## Document section
================

Key components of this included supporting the project manager in implementing a structured and focused decision-making process which leveraged design thinking principles. This allowed for the facilitation of group sessions which were critical to the team’s learnings and project success. 

“We were impressed by the level of expertise, engagement, and collaboration that the adaptiveX team brought to the table.”

Una Lounder, Social Innovation & Impact Growth Manager

Workshop Phases and Technique

adaptiveX ran an RDM Sprint session with a consortium of 17 cross-sector leaders from 13 organizations in order to address the following problem statement regarding The Reskilling Retail Workers Project

“How might we provide career development programs for displaced* Indigenous, racialized, and equity-deserving youth with experience in retail that lead to career pathway opportunities in in-demand roles in the tech/startup sector or tech roles in the retail sector?”

The workshop was structured as follows: 

  • Review and alignment around previous project research and project goals
  • Focus on ideation activities to unearth the best ideas from the group
  • Prioritization activities that allowed the group to collaboratively assess ideas
  • Concept exploration activity that allowed a deeper dive into the top three design concept ideas 

“By using a framing problem statement and building time into the session to ask questions, create clarity, and revisit the project research for alignment, adaptiveX ensured that collaborators were ideating from a shared understanding of the problem we were trying to solve.

Juanita Lee-Garcia, Director of Strategic Partnerships and Marketing

Workshop outcomes 

The Sprint produced a high volume of program design concepts from three separate groups. Venture for Canada was able to analyze and use these concepts to create best practices recommendations and three program models for testing. The program design concepts ranged from ideas around program content to curriculum, to delivery method, program models, and partnership opportunities. Additionally, the sessions brought together a large group of leaders to collaborate and co-create in an environment that created buy-in, engagement, and hands-on participation.

Risks were also identified during the Sprint. These concerns prompted solutions and risk mitigation strategies which have since been included in the project’s best practices recommendations, overall program model designs, or key areas to prototype and test.

Another outcome of the RDM Sprint session was that the team is now exploring implementing a short-mid-long term implementation lens in the project. The team realized the importance of considering the short-term vs. long-term needs of participants when approaching program design in order to ensure that intervention occurs at critical or crisis moments. 

Next steps 

Venture For Canada plans to prototype and test the program models created using the design concepts from the Rapid Decision Making session. 

The team is also committed to conducting an in-depth Assumptions Mapping session. In this session, they hope  to:

  • Explore the relationship between concepts in various models
  • Consider how each program model may look in practice for program participants
  • Name risks and assumptions associated with program models

Benefits of facilitation 

The team cited numerous benefits of working with adaptiveX, particularly in relation to ideation, large-scale collaboration, and improving processes.

Key benefits of the facilitation included: 

  • The promotion of the innovation cycle as a model for approaching social innovation projects 
  • Design thinking is brought to the centre of problem solving and strategy 
  • Collaboration and co-creation from a large group of leaders in an environment that created buy-in, engagement, and hands-on participation
  • The creation of a high volume of program design concepts which can be used for formulating best practices recommendations

“It was extremely valuable and beneficial to have an external facilitator to help us achieve the results we did through the RDM Sprint. A neutral voice to guide the session, keep us on track, and pose curious questions throughout the session helped with open dialogue and discussion.”

================

## Material provided
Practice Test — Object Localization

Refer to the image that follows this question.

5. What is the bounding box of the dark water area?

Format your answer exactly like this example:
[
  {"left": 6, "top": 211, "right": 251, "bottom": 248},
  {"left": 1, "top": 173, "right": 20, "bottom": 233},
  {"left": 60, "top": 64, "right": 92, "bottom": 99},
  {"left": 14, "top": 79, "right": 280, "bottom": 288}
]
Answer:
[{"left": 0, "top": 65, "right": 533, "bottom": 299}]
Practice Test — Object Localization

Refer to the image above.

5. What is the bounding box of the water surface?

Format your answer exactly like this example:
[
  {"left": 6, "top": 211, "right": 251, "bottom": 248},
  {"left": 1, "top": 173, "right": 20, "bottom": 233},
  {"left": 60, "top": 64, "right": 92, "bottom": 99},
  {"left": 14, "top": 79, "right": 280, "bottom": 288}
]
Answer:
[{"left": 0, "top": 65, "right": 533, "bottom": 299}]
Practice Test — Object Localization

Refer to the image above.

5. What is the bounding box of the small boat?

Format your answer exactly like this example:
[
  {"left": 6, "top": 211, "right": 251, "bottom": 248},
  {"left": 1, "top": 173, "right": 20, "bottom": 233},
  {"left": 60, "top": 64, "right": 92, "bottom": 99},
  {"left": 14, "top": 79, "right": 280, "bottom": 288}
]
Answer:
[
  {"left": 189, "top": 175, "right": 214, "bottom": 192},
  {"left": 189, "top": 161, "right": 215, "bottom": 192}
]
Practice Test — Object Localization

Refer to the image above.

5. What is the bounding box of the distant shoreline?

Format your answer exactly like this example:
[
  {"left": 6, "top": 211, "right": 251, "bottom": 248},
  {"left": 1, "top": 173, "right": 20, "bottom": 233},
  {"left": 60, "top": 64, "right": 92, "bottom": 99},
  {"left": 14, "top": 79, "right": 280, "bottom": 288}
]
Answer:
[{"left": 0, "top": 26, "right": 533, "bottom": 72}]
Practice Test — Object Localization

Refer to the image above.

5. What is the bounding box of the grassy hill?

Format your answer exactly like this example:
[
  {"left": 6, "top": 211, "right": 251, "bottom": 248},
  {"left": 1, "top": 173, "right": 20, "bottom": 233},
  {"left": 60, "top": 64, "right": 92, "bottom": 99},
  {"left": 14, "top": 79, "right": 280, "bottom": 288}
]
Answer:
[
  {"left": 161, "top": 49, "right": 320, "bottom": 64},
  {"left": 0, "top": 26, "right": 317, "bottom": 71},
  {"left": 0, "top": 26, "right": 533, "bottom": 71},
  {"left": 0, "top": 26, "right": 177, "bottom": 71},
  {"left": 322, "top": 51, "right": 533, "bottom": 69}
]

================

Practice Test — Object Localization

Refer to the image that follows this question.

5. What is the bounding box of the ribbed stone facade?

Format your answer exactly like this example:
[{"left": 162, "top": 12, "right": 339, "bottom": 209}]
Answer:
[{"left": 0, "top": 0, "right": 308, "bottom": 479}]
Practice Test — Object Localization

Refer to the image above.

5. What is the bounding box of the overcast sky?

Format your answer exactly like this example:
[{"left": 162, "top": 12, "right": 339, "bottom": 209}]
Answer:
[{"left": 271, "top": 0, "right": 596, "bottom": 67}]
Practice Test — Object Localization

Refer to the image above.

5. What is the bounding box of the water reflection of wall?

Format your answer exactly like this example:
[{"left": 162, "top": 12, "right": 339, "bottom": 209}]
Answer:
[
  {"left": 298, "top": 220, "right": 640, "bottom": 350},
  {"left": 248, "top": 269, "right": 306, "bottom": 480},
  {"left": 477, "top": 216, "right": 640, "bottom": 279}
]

================

## Required action 1
From the case study, return the stretch from "Workshop outcomes" through "prototype and test.".
## Required action 2
Answer these questions from the case study:
(a) How many cross-sector leaders, from how many organizations, took part in the RDM Sprint session?
(b) How many program models for testing did Venture for Canada create from the Sprint's concepts?
(c) What session is the team committed to conducting as a next step?
The records have no connection to the case study.

## Exercise output 1
Workshop outcomes 

The Sprint produced a high volume of program design concepts from three separate groups. Venture for Canada was able to analyze and use these concepts to create best practices recommendations and three program models for testing. The program design concepts ranged from ideas around program content to curriculum, to delivery method, program models, and partnership opportunities. Additionally, the sessions brought together a large group of leaders to collaborate and co-create in an environment that created buy-in, engagement, and hands-on participation.

Risks were also identified during the Sprint. These concerns prompted solutions and risk mitigation strategies which have since been included in the project’s best practices recommendations, overall program model designs, or key areas to prototype and test.

## Exercise output 2
(a) 17 leaders from 13 organizations
(b) Three
(c) An in-depth Assumptions Mapping session